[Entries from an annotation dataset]
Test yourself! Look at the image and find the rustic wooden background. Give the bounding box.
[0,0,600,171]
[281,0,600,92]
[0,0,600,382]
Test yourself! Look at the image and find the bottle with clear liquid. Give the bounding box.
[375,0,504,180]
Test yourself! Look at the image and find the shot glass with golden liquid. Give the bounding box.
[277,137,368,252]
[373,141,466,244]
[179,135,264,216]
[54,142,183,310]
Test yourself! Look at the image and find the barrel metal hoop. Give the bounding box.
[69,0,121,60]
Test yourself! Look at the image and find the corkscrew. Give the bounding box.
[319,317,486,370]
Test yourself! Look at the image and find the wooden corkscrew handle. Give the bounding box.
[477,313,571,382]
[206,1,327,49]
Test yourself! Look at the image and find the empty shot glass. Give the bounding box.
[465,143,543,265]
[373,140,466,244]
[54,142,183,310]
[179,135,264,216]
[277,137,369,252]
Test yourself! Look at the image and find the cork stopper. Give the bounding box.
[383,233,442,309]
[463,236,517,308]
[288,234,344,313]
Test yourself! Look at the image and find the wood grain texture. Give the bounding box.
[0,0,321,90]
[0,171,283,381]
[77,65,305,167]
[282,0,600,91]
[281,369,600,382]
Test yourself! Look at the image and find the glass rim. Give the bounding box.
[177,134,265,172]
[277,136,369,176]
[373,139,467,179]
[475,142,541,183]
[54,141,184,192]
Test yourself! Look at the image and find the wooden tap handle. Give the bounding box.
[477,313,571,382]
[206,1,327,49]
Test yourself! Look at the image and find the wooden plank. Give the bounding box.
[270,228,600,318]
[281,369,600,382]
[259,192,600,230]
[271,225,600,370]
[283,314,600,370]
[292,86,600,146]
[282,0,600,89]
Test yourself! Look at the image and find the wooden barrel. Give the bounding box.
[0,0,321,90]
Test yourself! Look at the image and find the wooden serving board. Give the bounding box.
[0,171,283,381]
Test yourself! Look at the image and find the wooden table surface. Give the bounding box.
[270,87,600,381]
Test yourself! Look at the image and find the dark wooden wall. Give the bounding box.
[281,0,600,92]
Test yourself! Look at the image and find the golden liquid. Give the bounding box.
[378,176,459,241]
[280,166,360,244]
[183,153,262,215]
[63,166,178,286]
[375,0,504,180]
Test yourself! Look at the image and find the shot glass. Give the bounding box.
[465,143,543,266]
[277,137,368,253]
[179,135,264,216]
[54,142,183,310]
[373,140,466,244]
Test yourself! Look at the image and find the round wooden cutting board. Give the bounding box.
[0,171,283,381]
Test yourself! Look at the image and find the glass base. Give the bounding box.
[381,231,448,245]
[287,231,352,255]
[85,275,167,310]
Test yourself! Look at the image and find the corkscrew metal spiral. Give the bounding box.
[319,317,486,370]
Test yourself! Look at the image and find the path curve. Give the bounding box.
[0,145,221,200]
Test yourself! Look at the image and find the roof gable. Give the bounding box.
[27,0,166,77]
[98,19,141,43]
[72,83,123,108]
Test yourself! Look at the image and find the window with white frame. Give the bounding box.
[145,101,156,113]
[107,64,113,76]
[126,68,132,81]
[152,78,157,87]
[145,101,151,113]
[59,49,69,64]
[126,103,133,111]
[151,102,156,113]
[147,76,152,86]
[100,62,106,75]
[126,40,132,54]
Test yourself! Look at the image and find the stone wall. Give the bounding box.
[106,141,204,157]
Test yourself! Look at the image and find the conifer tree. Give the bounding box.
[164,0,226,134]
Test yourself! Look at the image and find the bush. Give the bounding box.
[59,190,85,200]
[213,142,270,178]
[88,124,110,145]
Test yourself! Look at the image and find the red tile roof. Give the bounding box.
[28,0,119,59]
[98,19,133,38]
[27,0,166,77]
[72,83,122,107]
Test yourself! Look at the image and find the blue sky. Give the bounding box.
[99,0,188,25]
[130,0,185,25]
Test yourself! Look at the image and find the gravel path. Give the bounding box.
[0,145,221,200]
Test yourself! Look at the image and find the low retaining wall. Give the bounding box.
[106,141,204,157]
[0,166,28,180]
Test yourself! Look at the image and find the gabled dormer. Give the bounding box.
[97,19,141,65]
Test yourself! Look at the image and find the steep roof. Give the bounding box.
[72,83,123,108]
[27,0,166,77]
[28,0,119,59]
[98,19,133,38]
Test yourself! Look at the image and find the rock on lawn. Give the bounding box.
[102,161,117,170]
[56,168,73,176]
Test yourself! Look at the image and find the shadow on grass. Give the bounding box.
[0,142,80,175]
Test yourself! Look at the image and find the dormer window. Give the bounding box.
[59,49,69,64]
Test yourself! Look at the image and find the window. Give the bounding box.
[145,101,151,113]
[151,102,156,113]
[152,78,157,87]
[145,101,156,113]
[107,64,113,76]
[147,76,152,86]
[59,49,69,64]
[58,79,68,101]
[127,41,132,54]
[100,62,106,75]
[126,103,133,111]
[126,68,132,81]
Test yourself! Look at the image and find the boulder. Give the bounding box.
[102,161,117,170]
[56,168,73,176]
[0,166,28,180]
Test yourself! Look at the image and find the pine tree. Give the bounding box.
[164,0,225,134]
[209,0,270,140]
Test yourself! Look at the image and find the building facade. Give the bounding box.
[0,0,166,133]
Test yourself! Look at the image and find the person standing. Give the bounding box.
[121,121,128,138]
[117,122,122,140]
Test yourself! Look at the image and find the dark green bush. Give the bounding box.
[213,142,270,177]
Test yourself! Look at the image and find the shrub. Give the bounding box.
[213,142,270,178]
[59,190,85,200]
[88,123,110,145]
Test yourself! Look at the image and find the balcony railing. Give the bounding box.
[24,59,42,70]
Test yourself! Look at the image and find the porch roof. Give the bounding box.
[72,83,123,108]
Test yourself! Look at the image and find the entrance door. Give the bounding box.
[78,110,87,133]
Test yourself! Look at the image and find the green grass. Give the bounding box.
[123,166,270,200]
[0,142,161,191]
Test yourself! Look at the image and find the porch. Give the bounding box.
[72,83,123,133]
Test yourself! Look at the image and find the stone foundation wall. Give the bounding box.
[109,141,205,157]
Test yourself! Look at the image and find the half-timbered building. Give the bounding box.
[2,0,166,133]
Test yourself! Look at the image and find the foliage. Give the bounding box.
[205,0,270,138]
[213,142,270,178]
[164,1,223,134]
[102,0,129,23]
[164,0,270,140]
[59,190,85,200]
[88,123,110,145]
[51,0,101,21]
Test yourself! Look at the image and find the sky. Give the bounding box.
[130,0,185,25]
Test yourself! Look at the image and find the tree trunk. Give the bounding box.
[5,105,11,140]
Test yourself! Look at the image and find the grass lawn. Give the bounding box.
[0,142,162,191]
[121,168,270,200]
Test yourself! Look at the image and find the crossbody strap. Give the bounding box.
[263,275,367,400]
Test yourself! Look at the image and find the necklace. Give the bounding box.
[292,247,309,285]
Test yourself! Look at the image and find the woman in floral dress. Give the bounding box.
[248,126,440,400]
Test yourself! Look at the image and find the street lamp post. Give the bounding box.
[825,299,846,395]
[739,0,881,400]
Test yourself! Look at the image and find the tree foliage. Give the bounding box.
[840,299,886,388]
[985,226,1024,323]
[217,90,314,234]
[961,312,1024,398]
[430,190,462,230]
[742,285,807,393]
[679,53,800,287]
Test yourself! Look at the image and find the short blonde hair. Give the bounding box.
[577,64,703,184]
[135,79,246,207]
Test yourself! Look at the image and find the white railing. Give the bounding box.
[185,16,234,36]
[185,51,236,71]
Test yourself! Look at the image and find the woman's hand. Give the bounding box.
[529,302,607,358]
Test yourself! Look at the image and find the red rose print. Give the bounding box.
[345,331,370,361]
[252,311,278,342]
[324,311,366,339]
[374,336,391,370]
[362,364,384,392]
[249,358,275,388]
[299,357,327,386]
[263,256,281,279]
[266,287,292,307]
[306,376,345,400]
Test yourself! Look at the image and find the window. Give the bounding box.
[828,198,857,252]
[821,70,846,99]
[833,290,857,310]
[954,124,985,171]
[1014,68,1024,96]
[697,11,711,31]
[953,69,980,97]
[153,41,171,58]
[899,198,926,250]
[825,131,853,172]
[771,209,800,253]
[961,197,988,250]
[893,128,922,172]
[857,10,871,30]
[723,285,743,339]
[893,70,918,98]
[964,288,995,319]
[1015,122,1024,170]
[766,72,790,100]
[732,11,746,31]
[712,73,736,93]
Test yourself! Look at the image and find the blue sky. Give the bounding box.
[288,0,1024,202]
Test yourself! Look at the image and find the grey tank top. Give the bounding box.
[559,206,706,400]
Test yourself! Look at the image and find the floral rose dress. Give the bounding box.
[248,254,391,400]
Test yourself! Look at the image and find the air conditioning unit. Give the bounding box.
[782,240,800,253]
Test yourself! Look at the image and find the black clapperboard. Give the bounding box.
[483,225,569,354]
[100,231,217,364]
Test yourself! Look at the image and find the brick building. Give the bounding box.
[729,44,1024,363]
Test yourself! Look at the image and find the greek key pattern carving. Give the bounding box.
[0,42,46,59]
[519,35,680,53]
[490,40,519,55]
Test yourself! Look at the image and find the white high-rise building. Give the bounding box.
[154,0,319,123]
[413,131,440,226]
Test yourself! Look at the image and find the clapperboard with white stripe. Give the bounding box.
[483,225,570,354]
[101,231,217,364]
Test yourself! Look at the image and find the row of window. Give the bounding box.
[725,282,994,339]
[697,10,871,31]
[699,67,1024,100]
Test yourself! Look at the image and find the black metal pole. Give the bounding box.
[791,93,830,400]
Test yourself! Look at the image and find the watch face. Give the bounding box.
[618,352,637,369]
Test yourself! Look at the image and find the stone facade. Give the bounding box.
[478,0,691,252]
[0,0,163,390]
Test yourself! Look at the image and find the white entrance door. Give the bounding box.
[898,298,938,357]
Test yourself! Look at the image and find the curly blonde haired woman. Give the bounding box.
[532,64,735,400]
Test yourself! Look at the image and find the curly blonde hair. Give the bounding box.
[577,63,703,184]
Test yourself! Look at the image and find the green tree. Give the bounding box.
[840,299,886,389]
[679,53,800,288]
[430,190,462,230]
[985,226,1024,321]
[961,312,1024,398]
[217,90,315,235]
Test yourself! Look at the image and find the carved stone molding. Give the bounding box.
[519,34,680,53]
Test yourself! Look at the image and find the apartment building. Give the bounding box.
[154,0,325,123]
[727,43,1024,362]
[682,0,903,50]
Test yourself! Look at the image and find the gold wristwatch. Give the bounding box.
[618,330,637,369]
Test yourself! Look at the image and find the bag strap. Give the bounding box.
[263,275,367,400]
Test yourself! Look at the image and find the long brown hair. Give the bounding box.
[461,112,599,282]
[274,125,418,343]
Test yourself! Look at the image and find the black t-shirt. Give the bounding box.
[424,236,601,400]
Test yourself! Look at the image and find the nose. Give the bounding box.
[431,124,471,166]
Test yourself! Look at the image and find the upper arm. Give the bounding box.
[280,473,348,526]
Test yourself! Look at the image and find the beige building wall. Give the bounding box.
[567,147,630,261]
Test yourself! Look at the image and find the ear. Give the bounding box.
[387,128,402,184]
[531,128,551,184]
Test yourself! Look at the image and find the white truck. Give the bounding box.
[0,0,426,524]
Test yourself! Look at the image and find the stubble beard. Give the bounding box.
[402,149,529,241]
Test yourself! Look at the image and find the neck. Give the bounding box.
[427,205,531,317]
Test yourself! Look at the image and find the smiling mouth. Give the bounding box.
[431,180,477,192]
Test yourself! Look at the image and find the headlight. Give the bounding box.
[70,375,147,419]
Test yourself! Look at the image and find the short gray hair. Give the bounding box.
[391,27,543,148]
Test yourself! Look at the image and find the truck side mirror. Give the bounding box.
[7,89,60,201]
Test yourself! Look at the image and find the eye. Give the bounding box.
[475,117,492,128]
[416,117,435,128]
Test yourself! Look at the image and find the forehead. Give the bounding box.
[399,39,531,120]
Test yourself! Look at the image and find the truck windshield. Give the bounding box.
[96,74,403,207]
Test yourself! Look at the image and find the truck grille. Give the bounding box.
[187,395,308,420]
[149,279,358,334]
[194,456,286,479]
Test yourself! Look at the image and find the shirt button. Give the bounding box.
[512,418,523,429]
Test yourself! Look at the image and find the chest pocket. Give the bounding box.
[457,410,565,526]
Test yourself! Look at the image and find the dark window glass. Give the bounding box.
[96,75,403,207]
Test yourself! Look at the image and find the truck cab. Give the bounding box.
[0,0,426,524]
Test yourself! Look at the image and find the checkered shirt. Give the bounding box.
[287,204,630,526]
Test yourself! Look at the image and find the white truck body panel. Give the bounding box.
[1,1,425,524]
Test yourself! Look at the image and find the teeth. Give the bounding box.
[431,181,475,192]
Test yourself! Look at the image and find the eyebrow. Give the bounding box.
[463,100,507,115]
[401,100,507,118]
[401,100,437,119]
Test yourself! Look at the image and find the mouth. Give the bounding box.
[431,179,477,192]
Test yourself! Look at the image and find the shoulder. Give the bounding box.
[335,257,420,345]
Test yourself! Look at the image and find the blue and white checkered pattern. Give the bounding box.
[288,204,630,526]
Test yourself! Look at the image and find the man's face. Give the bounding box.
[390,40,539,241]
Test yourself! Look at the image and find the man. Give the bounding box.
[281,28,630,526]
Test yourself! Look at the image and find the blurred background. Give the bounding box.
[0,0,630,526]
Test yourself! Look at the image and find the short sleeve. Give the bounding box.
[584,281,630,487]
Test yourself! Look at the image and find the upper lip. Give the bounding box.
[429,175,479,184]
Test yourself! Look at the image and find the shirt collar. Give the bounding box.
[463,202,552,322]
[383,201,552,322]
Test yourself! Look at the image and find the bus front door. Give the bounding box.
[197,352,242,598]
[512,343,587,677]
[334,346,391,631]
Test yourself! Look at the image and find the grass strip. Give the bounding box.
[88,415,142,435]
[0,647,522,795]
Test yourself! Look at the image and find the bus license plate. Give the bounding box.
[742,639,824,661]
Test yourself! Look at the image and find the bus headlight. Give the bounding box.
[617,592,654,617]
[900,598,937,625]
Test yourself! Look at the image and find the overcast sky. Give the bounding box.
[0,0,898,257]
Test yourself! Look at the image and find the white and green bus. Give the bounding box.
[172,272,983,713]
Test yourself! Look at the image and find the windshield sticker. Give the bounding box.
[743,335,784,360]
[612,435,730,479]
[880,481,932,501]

__REQUIREMENTS__
Rewrite only the material from the line with "Test yourself! Look at the image and find the red rose" to the line with "[712,73,736,93]", swapping "window" for "building window" and keeping everything else the same.

__OUTPUT FOR THIS EXERCISE__
Test yourself! Look at the image and find the red rose print. Give the bounding box.
[345,331,370,361]
[252,311,278,342]
[324,311,366,339]
[374,336,391,370]
[362,364,384,392]
[249,358,275,388]
[299,357,327,386]
[263,256,281,279]
[266,287,292,307]
[306,376,345,400]
Test yourself! Look at the image and find the building window. Give the bounding box.
[828,198,857,252]
[821,70,846,99]
[833,290,857,310]
[954,124,985,171]
[1014,68,1024,96]
[697,11,711,31]
[953,69,980,97]
[153,41,171,58]
[899,198,926,250]
[825,131,853,172]
[771,209,800,253]
[961,197,988,250]
[893,128,922,172]
[857,10,871,30]
[723,285,743,339]
[893,70,918,98]
[964,288,995,319]
[1015,122,1024,170]
[766,72,790,100]
[732,11,746,31]
[712,73,736,93]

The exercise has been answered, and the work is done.